##### Extracted text #####

# Purpose

This notebook is for preprocessing a textual dataset in preparation for LDA and other techniques. The idea is that this will replace the designer preprocess-text module.

Text output from this will contain each document as a string, with tokens separated by spaces. In the event that spaces would exist in tokens (such as for n-grams), they will be replaced with underscores.

## Current functionality of the notebook includes:

- Lemmatization using SpaCy pretrained model
- Defining of words to remove and save, starting from a list from spacy
- Defining of custom regular expressions to use to match tokens to remove
- Viewers for tokens to be removed at each step sorted by counts
- Viewer for random comments in their processed and unprocessed forms
- Removal of unicode characters before tokenization such as dashes and random unicode characters
- Viewer for finding responses which contain tokens containing particular strings


## To Do

### Now
- Parenthesis handling. There are times where we get word(word and they don't get separated. Pretty sure it's not all the time so unclear what's up.
- Change the display_side_by_side function to not use a general replace on table. It's ruining the display of words that include table.
- Add word search for "Word I have" interact
- Add doc-id to random docs for that interact. Add unprocessed doc option to token search in the final interact.

### Later
- Language removal? Right now my general unicode string removal gets rid of chinese answers. I know there are german and spanish answers still at the very least.
- Number removal? Currently short numbers are removed as all 1 character tokens are removed.

#####

Exercise set:
(1) In the notebook description, what replaces spaces that would occur inside tokens such as n-grams?
(2) Rewrite the rows starting at the line containing "tag=white ceramic vase" and ending at the last line of the rows, swapping "white" for "ivory" and leaving everything else unchanged.

##### Given data #####

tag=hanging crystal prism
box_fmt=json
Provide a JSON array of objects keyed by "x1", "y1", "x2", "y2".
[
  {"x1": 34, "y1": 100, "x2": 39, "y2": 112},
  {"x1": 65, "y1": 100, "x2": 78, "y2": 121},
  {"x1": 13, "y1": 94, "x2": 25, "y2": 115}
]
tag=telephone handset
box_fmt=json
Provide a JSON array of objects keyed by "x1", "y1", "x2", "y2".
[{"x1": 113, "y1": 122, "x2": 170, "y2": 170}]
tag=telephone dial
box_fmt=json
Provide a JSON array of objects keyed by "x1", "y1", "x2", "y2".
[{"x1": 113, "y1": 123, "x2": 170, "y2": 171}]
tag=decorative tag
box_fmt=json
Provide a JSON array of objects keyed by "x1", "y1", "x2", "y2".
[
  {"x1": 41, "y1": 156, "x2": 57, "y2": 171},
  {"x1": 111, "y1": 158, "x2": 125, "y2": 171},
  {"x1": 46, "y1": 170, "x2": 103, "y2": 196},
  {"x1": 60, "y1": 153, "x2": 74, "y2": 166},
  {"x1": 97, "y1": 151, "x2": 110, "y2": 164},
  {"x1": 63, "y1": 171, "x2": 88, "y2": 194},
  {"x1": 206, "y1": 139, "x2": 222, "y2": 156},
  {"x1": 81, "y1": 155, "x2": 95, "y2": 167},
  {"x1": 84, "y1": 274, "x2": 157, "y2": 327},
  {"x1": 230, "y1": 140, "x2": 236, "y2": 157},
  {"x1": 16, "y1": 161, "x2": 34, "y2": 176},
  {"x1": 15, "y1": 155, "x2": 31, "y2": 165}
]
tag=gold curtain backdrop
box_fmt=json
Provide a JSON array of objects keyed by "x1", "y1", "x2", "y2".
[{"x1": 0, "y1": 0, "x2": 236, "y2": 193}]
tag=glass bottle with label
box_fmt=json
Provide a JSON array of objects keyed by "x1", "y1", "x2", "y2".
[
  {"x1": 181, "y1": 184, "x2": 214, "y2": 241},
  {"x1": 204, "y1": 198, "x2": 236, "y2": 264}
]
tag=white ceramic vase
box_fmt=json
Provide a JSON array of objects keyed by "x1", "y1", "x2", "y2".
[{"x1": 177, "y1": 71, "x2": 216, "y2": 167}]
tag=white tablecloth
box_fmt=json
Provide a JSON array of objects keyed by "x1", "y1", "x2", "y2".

#####

Task-by-task results:
(1) Underscores

(2)
tag=ivory ceramic vase
box_fmt=json
Provide a JSON array of objects keyed by "x1", "y1", "x2", "y2".
[{"x1": 177, "y1": 71, "x2": 216, "y2": 167}]
tag=ivory tablecloth
box_fmt=json
Provide a JSON array of objects keyed by "x1", "y1", "x2", "y2".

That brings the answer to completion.